_Text passage_
━━━━━━

Visitors from around the United Sates and several other countries gathered in the meeting room (located in the barn on the left) at Camp Mensch Mill in 1978 to honor the 100th anniversary of Dr. Frank Buchman’s birth.
“There is an answer to crises and it must be made known. Crisis shows our failure. Before crisis end in catastrophe, have we the courage to face its real cause? We ourselves are the cause. It is the way every nation and every one of us has been living that has brought us where we are.” – Dr. Frank N. D. Buchman
It’s been almost 35 years since the Upper Perkiomen Valley Buchman Centennial Committee hosted a “Buchman Retreat” in the hills of Berks County, near Huffs Church.
The overnight event was held at Camp Mensch Mill in 1978 and featured group and panel discussions. Among the many local folks who attended the conference were local educators and school administrators that included Dr. James E. Mullen, Dr. George Bonekemper, Dr. Hubert Seemann, George Allison, William Baker, Dr. Thomas Persing, and Ed Mosheim.
The featured speaker was Dr. Anthony Campolo, chairman of the sociology department at Eastern College in St. Davids. The agenda item that Buchman would have approved of most was the “quiet hour” afforded those who gathered for the retreat. Buchman always emphasized a daily quiet time for listening to God for specific directives or guidance.

━━━━━━

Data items
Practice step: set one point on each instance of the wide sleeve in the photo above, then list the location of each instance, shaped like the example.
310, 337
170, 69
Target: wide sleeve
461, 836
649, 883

━━━━━━

_Problem set_
1. List the local educators and school administrators named in the passage about the 1978 Buchman Retreat as attending the conference.
2. Rewrite every line of the data items as a numbered list, omitting any blank lines.

_Solutions_
1. Dr. James E. Mullen, Dr. George Bonekemper, Dr. Hubert Seemann, George Allison, William Baker, Dr. Thomas Persing, Ed Mosheim

2.
1. Practice step: set one point on each instance of the wide sleeve in the photo above, then list the location of each instance, shaped like the example.
2. 310, 337
3. 170, 69
4. Target: wide sleeve
5. 461, 836
6. 649, 883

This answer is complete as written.